▶ **LAS TAREAS**
**1.** Cita literalmente el pasaje del texto sobre Chinatown que empieza en "Chinatown es una" y termina en "toparte con uno.".
**2.** Resume en dos oraciones el texto sobre Chinatown.

▶ **TEXTO EXTRAÍDO**
......

Como si de pagar una manda se tratara, lo primero que hice fue hincarme ante la frase de Ferlinghetti grabada en el piso de la avenida Columbus. Poetry is the shadow cast by our streetlight imaginations. Por una nota en la entrada de la librería City Lights me enteré de que el poeta Neeli Cherkovski había fallecido un par de días antes. Entré al Vesubio a beberme una cerveza en su honor y un poco bajoneado salí a recorrer el barrio chino.

Chinatown es una ciudad dentro de la ciudad. Basta con recorrer unas cuantas de sus calles para que te entren deseos de hablar mandarín. Patos confitados que cuelgan de ganchos en los restaurantes y puedes contar con los dedos de una mano los gringos que circulan por el barrio. Sus callejones cargados de motivos te inducen la sensación de encontrarte atrapado en un capítulo de El hombre en el castillo. Pero lo que más sorprende de Chinatown es que pese a que San Francisco está plagado de homeless, sus calles están limpias de indigentes. No orbitan ni de noche. Tienes que caminar hasta Union Square, en el Distrito Financiero, para volver a toparte con uno.

......

▶ **BLOQUE DE DATOS**
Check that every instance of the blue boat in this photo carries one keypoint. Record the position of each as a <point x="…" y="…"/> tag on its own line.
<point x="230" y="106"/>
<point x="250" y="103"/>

......

▶ **RESPUESTAS POR TAREA**
**1.**
Chinatown es una ciudad dentro de la ciudad. Basta con recorrer unas cuantas de sus calles para que te entren deseos de hablar mandarín. Patos confitados que cuelgan de ganchos en los restaurantes y puedes contar con los dedos de una mano los gringos que circulan por el barrio. Sus callejones cargados de motivos te inducen la sensación de encontrarte atrapado en un capítulo de El hombre en el castillo. Pero lo que más sorprende de Chinatown es que pese a que San Francisco está plagado de homeless, sus calles están limpias de indigentes. No orbitan ni de noche. Tienes que caminar hasta Union Square, en el Distrito Financiero, para volver a toparte con uno.

**2.** Quien narra se arrodilla ante la frase de Ferlinghetti grabada en la avenida Columbus, se entera en la librería City Lights de la muerte del poeta Neeli Cherkovski y bebe una cerveza en su honor en el Vesubio antes de recorrer el barrio chino. Chinatown se describe como una ciudad dentro de la ciudad, con patos confitados colgados en los restaurantes y pocos gringos, y lo que más sorprende es que, aunque San Francisco está plagado de homeless, sus calles están limpias de indigentes.